- PAGE:
******************************

Computing Schemes for Longitudinal Train Dynamics: Sequential, Parallel and Hybrid

[+] Author and Article Information
Qing Wu

Centre for Railway Engineering,
Central Queensland University,
Rockhampton, QLD 4701, Australia
e-mail: q.wu@cqu.edu.au

Colin Cole

Centre for Railway Engineering,
Central Queensland University,
Rockhampton, QLD 4701, Australia
e-mail: c.cole@cqu.edu.au

Contributed by the Design Engineering Division of ASME for publication in the JOURNAL OF COMPUTATIONAL AND NONLINEAR DYNAMICS. Manuscript received October 4, 2014; final manuscript received February 1, 2015; published online April 16, 2015. Assoc. Editor: Dan Negrut.

******************************

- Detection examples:
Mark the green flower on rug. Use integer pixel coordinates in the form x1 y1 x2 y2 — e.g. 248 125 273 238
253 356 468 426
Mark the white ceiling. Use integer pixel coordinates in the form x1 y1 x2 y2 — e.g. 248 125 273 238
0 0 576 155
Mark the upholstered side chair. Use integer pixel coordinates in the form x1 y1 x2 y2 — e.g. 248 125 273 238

******************************

Please echo the part of the article header above starting at "Contributed by the" and ending at "Editor: Dan Negrut.".

- WRITTEN SOLUTION:
Contributed by the Design Engineering Division of ASME for publication in the JOURNAL OF COMPUTATIONAL AND NONLINEAR DYNAMICS. Manuscript received October 4, 2014; final manuscript received February 1, 2015; published online April 16, 2015. Assoc. Editor: Dan Negrut.